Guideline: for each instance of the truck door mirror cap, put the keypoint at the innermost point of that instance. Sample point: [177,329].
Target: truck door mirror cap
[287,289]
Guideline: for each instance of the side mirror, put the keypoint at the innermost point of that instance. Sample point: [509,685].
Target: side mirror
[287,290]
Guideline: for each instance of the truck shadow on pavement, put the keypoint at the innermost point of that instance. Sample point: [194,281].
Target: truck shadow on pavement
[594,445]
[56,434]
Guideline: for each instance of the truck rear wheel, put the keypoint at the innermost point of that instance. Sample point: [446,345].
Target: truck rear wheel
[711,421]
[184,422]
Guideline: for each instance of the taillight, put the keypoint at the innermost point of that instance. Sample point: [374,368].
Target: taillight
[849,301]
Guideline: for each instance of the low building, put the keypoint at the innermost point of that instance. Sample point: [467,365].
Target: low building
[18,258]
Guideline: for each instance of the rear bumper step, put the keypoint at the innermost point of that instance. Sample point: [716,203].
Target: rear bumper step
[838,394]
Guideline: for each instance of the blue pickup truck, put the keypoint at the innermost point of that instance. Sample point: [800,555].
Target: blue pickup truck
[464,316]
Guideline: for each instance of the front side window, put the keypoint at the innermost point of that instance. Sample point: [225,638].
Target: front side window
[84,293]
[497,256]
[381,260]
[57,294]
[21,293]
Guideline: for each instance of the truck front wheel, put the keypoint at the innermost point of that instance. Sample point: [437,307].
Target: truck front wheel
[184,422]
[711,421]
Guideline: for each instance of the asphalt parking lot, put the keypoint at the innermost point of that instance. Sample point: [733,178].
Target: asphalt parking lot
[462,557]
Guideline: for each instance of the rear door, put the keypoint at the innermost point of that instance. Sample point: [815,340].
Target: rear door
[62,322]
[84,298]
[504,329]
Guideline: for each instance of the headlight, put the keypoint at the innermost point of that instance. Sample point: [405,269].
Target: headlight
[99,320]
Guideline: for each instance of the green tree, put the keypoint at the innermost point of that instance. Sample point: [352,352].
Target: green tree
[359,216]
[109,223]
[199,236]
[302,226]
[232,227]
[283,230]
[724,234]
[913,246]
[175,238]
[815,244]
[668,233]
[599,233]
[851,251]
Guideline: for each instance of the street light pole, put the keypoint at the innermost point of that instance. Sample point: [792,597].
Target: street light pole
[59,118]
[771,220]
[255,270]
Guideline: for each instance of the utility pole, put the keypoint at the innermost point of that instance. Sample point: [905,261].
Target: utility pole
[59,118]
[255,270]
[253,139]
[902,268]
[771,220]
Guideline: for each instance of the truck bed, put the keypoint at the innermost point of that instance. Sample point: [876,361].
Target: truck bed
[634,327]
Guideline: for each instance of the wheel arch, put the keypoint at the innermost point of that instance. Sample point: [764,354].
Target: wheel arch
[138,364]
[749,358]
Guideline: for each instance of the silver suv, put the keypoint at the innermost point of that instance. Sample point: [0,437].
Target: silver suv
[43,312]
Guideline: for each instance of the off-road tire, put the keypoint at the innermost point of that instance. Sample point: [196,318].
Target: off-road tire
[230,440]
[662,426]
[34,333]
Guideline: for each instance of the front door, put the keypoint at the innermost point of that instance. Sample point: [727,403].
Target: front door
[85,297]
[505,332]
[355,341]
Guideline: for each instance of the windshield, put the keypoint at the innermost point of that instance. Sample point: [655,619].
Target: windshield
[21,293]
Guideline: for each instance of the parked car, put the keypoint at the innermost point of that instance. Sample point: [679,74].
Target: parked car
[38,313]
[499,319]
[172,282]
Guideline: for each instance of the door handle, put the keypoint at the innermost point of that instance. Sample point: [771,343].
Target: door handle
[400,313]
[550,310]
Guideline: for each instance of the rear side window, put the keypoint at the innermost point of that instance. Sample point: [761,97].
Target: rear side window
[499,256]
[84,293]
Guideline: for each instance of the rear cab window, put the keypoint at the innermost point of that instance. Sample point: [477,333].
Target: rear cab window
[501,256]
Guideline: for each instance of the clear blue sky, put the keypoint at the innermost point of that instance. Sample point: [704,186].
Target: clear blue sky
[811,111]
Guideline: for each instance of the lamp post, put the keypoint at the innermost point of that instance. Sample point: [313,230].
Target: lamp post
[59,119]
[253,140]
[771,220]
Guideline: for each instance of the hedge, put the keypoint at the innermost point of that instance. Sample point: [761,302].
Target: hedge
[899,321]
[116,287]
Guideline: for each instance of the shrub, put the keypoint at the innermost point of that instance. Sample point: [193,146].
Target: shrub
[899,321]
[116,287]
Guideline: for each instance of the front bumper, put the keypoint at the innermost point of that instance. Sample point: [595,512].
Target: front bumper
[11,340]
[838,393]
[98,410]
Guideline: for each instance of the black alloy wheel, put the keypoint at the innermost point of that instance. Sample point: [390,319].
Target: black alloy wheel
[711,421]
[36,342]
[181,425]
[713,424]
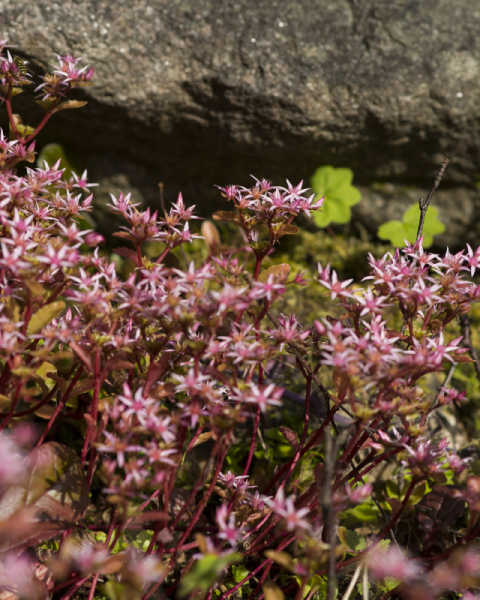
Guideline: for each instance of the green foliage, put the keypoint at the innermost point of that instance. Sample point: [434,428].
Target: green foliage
[205,572]
[406,229]
[336,186]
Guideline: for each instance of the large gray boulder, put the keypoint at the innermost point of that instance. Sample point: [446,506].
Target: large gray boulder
[201,93]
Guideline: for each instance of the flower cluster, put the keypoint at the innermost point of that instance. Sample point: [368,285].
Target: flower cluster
[143,399]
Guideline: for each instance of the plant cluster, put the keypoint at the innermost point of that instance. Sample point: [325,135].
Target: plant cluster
[111,389]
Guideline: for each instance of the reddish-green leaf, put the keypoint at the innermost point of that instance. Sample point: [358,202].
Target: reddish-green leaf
[45,500]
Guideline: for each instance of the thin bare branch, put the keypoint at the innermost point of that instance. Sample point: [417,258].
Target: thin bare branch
[424,204]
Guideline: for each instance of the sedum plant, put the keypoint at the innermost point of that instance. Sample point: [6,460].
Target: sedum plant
[112,388]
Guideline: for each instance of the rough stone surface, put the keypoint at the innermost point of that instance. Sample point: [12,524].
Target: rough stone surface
[201,93]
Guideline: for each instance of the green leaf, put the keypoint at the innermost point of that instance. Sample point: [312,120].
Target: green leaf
[363,512]
[50,154]
[239,572]
[336,186]
[352,539]
[406,229]
[45,500]
[44,315]
[205,572]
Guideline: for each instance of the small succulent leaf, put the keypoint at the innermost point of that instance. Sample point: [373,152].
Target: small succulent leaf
[44,315]
[281,558]
[211,236]
[351,539]
[272,591]
[279,273]
[290,436]
[227,216]
[69,104]
[83,354]
[287,230]
[127,253]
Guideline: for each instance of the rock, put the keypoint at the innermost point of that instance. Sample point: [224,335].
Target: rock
[196,94]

Work task: Would you repeat the entries exactly, keeping the images out?

Solution to the exercise:
Guideline: for each instance of the truck door mirror cap, put the keypoint at the innermost point of that instance. Sample point: [177,329].
Target: truck door mirror cap
[287,289]
Guideline: for each instance of the side mirror, put the keypoint at the innermost point of that instance. Sample point: [509,685].
Target: side mirror
[287,290]
Guideline: for each instance of the truck shadow on pavement, put the keypoint at the innermost point of that instance. Sample point: [194,281].
Target: truck shadow on pavement
[594,445]
[56,434]
Guideline: for each instance of the truck rear wheel, put the keypoint at the innermost point of that instance. Sample point: [446,345].
Target: truck rear wheel
[711,421]
[184,422]
Guideline: for each instance of the taillight, put the keypoint at the innermost point of that instance. Sample point: [374,368].
Target: taillight
[849,301]
Guideline: for each instance of the low building, put the keypoint at the innermost point of that instance. Sample point: [467,365].
Target: low building
[18,258]
Guideline: for each instance of the rear bumper step, put the keypoint at the innermost point of that instance. Sample point: [716,203].
Target: rear bumper step
[838,394]
Guideline: for each instance of the blue pickup truck, put the keypoint at the innermost point of that instance. Sample point: [800,555].
Target: blue pickup truck
[464,316]
Guideline: for each instance of the front side window, put the keypoint at the innermost point of that instance. Sample point: [225,638].
Target: front side window
[84,293]
[497,256]
[381,260]
[57,294]
[21,293]
Guideline: for each instance of the truck front wheel, put the keypoint at the innermost point of that instance. Sample point: [437,307].
Target: truck front wheel
[184,422]
[711,421]
Guideline: for each instance of the asphalt parking lot, put the keypoint at the innermost point of that instance. Sample point: [733,178].
Target: asphalt parking lot
[462,557]
Guideline: for each instance of the rear door, put the keypoint at the innermost point of that instance. Sample point: [815,340].
Target: rear door
[62,322]
[84,298]
[504,329]
Guideline: for each instance of the headlight, put the keypoint at the innermost point of that instance. Sample point: [405,269].
Target: headlight
[99,320]
Guideline: for each instance of the green tree, put the keypoint at the innermost point of that instance. Sample point: [352,352].
Target: green tree
[359,216]
[109,223]
[199,236]
[302,226]
[232,227]
[283,230]
[724,234]
[913,246]
[175,238]
[815,244]
[668,233]
[599,233]
[851,251]
Guideline: for each instance of the street light pole, put the keypoint at the innermost point of that instance. Sample point: [792,597].
Target: street light pole
[59,118]
[771,220]
[255,270]
Guideline: for each instance of the utility pole, put the keypoint at the innermost point of that instance. Sample point: [905,261].
Target: utility pole
[59,118]
[255,270]
[253,139]
[902,268]
[771,220]
Guideline: for each instance of the truck bed, put the keypoint at the innermost point of that instance. Sample point: [876,361].
Target: truck bed
[634,327]
Guideline: for each instance of the wheel arch, put the keypoint at the innermost point of that instance. Sample point: [764,354].
Target: wheel arch
[138,364]
[749,358]
Guideline: for each instance of the silver suv, put the keypoint at the innermost point of that instance. Sample point: [0,437].
Target: silver suv
[43,312]
Guideline: for each instance of the off-road tire, put the keypoint at the innermost point of that instance. Sample point: [196,318].
Target: off-road tire
[230,440]
[662,426]
[34,333]
Guideline: for each instance of the front door, put the keypoint at the innermost point of that instance. Sample point: [727,403].
Target: front door
[85,297]
[505,332]
[355,341]
Guideline: for each instance of the windshield, put the keypoint at the innermost point of that instance. Sample point: [655,619].
Target: windshield
[21,293]
Guideline: for each instance of the parked car, put the keypoint at the innermost point of that instance. Sample point: [679,74].
Target: parked car
[38,313]
[499,319]
[172,282]
Guideline: for each instance of the door handle, put the keypoint at the innermost point of that instance. Sample point: [771,343].
Target: door handle
[400,313]
[550,310]
Guideline: for each instance of the rear side window, put the keypoint at the innermost point of that instance. Sample point: [761,97].
Target: rear side window
[499,256]
[84,293]
Guideline: for each instance of the rear cab window, put the keypoint at the innermost point of that instance. Sample point: [477,333].
Target: rear cab window
[501,256]
Guideline: for each instance of the clear blue sky, put the keypoint at the innermost point of that instance. Sample point: [704,186].
Target: clear blue sky
[811,111]
Guideline: for each instance of the lamp post, put the keypoint at the innermost point of that instance. Sample point: [313,230].
Target: lamp post
[59,119]
[253,140]
[771,220]
Guideline: for each instance of the hedge, put the keypoint at the innermost point of that instance. Sample point: [761,302].
Target: hedge
[899,321]
[116,287]
Guideline: for each instance of the shrub, put the keypoint at the innermost point of that instance. Sample point: [193,146].
Target: shrub
[899,321]
[116,287]
Guideline: for each instance of the front bumper, put the keypoint at the innermost point of that instance. Sample point: [595,512].
Target: front bumper
[11,340]
[838,393]
[98,410]
Guideline: for each instance of the black alloy wheel, put the keypoint at the innermost point of that instance. Sample point: [390,319].
Target: black alloy wheel
[711,421]
[36,342]
[181,425]
[713,424]
Guideline: for each instance of the green foliage, put the keypoint at the innermost point of that instance. Sample point: [434,428].
Target: green foliage
[205,572]
[406,229]
[336,186]
Guideline: for each instance of the large gray boulder, put the keypoint at the innermost point of that instance. Sample point: [446,506].
Target: large gray boulder
[201,93]
Guideline: for each instance of the flower cluster, put the keypoint at the innermost point of that instance. Sample point: [368,285].
Target: flower cluster
[143,399]
Guideline: for each instance of the plant cluster, put the keypoint at the innermost point of that instance. Sample point: [325,135].
Target: plant cluster
[111,389]
Guideline: for each instance of the reddish-green leaf, put the keypoint at the innermost point of that instance. Sample point: [358,202].
Target: reddish-green leaf
[45,500]
Guideline: for each instance of the thin bare branch, put the keypoint at the innermost point of that instance. Sample point: [417,258].
Target: thin bare branch
[424,204]
Guideline: for each instance of the sedum plant, put the keypoint at the innermost point of that instance. Sample point: [6,460].
Target: sedum plant
[112,388]
Guideline: for each instance of the rough stone surface, put the keypoint at the innermost point of that instance. Sample point: [12,524].
Target: rough stone surface
[201,93]
Guideline: for each instance of the green leaf, put the keypoint at the innermost point of that instance. Sample point: [312,120].
Target: green leaf
[363,512]
[50,154]
[239,572]
[336,186]
[352,539]
[406,229]
[45,500]
[44,315]
[205,572]
Guideline: for each instance of the small succulent leaf, put the keypoint at the innermost point of that instance. Sample point: [373,152].
Target: small succulent leaf
[44,315]
[281,558]
[211,236]
[351,539]
[272,591]
[279,273]
[290,436]
[227,216]
[69,104]
[83,354]
[287,230]
[127,253]
Guideline: for each instance of the rock, put the keypoint at the innermost point of that instance. Sample point: [224,335].
Target: rock
[196,94]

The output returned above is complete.